- [About this task] Copy out each line below exactly as it appears.

================

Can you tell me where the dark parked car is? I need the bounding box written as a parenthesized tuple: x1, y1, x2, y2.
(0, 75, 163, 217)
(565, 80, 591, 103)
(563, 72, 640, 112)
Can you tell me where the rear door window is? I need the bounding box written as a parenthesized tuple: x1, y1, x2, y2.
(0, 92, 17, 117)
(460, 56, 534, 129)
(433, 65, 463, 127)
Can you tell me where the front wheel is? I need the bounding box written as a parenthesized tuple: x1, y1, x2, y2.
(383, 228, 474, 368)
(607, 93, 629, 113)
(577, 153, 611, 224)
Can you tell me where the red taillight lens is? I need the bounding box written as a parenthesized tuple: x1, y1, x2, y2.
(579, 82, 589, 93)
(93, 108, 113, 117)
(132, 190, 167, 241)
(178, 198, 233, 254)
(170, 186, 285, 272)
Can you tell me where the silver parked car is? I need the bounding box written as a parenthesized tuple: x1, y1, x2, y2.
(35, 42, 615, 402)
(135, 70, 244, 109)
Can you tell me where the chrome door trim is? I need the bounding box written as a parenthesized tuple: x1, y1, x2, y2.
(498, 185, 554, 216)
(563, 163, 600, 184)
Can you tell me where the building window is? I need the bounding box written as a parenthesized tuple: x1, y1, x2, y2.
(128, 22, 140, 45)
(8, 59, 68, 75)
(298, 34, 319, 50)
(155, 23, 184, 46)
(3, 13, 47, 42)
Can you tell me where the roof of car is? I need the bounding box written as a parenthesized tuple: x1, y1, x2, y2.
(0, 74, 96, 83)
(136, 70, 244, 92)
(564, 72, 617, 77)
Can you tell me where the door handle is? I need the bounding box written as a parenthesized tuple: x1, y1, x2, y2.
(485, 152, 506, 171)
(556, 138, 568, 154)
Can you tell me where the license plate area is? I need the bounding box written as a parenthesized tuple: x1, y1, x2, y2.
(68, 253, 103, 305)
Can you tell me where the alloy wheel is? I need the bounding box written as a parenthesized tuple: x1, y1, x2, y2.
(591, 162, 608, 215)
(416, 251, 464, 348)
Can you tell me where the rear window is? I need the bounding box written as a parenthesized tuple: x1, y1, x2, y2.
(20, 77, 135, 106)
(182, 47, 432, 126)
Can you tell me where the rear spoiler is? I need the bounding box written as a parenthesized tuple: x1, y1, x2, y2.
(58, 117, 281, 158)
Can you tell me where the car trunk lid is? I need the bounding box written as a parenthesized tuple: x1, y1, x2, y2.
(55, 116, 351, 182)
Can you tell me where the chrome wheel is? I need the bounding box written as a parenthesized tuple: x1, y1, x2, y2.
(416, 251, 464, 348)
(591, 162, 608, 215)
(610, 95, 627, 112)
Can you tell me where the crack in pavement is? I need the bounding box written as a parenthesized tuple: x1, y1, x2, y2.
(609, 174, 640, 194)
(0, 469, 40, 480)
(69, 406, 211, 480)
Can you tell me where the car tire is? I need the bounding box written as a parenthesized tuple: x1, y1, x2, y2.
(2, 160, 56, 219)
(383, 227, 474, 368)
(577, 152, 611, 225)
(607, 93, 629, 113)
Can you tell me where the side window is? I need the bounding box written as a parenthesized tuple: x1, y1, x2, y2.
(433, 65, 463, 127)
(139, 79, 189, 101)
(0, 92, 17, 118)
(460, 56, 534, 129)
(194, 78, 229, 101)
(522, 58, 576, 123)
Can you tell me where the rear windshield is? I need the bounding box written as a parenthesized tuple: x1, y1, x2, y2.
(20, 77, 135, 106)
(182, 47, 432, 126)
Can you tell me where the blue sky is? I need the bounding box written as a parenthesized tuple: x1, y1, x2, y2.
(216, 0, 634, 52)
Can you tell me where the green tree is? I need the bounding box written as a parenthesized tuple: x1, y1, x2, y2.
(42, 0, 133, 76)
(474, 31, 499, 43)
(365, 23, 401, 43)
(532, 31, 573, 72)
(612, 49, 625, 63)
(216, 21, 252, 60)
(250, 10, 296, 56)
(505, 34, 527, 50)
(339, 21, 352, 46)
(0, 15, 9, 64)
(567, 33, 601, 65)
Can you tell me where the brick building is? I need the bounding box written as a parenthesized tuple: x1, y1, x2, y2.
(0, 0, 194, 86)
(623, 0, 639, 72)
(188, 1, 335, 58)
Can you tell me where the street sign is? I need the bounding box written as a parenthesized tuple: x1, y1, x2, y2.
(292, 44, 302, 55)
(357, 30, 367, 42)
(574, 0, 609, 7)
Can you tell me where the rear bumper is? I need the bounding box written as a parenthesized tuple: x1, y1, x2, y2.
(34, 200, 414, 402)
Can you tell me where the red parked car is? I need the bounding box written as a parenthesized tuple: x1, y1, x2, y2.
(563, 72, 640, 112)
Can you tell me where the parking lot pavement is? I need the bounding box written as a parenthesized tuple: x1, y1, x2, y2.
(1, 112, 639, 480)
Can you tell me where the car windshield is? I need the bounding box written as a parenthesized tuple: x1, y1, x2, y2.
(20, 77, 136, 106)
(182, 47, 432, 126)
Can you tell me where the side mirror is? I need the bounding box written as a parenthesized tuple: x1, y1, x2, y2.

================

- [Written answer]
Can you tell me where the dark parked car is? I need the bounding box written as a parenthesized tuple: x1, y1, x2, y2.
(0, 75, 163, 217)
(565, 80, 591, 103)
(563, 72, 640, 112)
Can you tell me where the rear door window is? I need the bounding box written as a parenthesized tuple: x1, y1, x2, y2.
(0, 92, 17, 117)
(460, 56, 534, 129)
(433, 65, 463, 127)
Can you tell me where the front wheel is? I need the bounding box written as a parenthesized tuple: x1, y1, x2, y2.
(383, 228, 474, 368)
(607, 93, 629, 113)
(577, 153, 611, 224)
Can you tell me where the red taillight lens is? I need the bounding box written as a parenthesized tuple: x1, y1, x2, y2.
(579, 82, 589, 93)
(93, 108, 113, 117)
(132, 190, 167, 241)
(178, 198, 233, 254)
(170, 186, 285, 272)
Can you tell me where the silver parked car is? I need the bounding box written as a parenthesized tuple: x1, y1, x2, y2.
(35, 42, 615, 402)
(135, 70, 244, 109)
Can you tell me where the chrome door trim is? I need the bounding box written as a parenthesized tuple: x1, y1, x2, y2.
(498, 185, 554, 216)
(563, 163, 600, 184)
Can you tell me where the building window is? I need the bounding box written as a parenthesized tuple: x1, y1, x2, y2.
(128, 22, 140, 45)
(8, 59, 68, 75)
(298, 34, 319, 50)
(155, 23, 184, 46)
(3, 13, 47, 42)
Can you tell me where the roof of car is? I need the bounding box written as a parenthesized tuple: x1, y1, x2, y2.
(0, 74, 96, 83)
(136, 70, 244, 92)
(564, 72, 617, 77)
Can you tell me where the door handle is? I need the bounding box written as a parenthesized tuple: x1, y1, x2, y2.
(485, 152, 506, 171)
(556, 138, 568, 154)
Can you tell me where the license plate area is? I need the bounding box written as a parenthesized tuple: x1, y1, x2, y2.
(68, 253, 103, 305)
Can you tell me where the alloy wheel is? I need the bounding box written as a parenthesized tuple: x1, y1, x2, y2.
(591, 162, 608, 215)
(416, 251, 464, 348)
Can you tell me where the rear window is? I need the bounding box written as a parenthesized tuple: x1, y1, x2, y2.
(20, 77, 135, 106)
(182, 47, 432, 126)
Can you tell me where the rear spoiler is? I need the bounding box written as a parenthesized tuple: x1, y1, x2, y2.
(58, 117, 281, 158)
Can you tell me where the car trunk lid is? I need the bounding box written as a parenthesized tuple: x1, y1, x2, y2.
(55, 116, 351, 182)
Can you tell me where the chrome wheel is? I need the bounding box written as a parenthesized tuple: x1, y1, x2, y2.
(416, 251, 464, 348)
(591, 162, 608, 215)
(610, 95, 627, 112)
Can you tell me where the crack in pavement is? I need the bounding box written as a parenthesized tuple: x1, y1, x2, y2.
(609, 174, 640, 194)
(0, 469, 40, 480)
(69, 406, 211, 480)
Can you tell me where the car tire is? I need the bounding box written as a parenthesized tuple: x1, y1, x2, y2.
(2, 160, 56, 219)
(383, 227, 474, 368)
(577, 152, 611, 225)
(607, 93, 629, 113)
Can you tell me where the side window is? I need the bounding box written as a parenthesized tuple: x1, y1, x2, y2.
(433, 65, 463, 127)
(139, 79, 189, 101)
(0, 92, 17, 118)
(460, 56, 534, 129)
(194, 78, 229, 101)
(522, 58, 576, 123)
Can you tell me where the rear windshield is? I need the bounding box written as a parenthesized tuple: x1, y1, x2, y2.
(20, 77, 135, 106)
(182, 47, 432, 126)
Can you tell me where the blue sky is? I need the bounding box written as a parenthesized tuple: x1, y1, x2, y2.
(216, 0, 634, 52)
Can you tell me where the green tree is? I need the bounding box written as a parenthesized tuple: x1, y1, x2, y2.
(42, 0, 133, 76)
(474, 31, 499, 43)
(365, 23, 401, 43)
(532, 31, 573, 72)
(612, 49, 625, 63)
(216, 21, 252, 60)
(250, 10, 296, 56)
(505, 34, 527, 50)
(339, 21, 352, 46)
(0, 15, 9, 64)
(567, 33, 601, 65)
Can you tell me where the brick building is? I need the bounding box written as a parenthesized tuple: x1, y1, x2, y2.
(0, 0, 194, 86)
(623, 0, 639, 72)
(188, 1, 335, 58)
Can you tell me where the street sign is? I need the bounding box written as a parenthesized tuple: x1, y1, x2, y2.
(292, 44, 302, 55)
(357, 30, 367, 42)
(574, 0, 609, 7)
Can you tell me where the rear bumper is? I need the bounding box written as a parenthesized tuple: x1, y1, x2, y2.
(34, 200, 414, 402)
Can you tell me where the red parked car is? I need the bounding box written as a parenthesized tuple: x1, y1, x2, y2.
(563, 72, 640, 112)
Can you tell me where the parking lot pavement is? I need the bounding box written as a parenthesized tuple: x1, y1, x2, y2.
(1, 112, 639, 480)
Can you tell me where the car windshield is? I need the bounding box written as a parenthesized tuple: x1, y1, x2, y2.
(20, 77, 136, 106)
(182, 47, 432, 126)
Can you tell me where the side mirror is? I need the bounding box written as a parenthesized tuple: x1, y1, x2, y2.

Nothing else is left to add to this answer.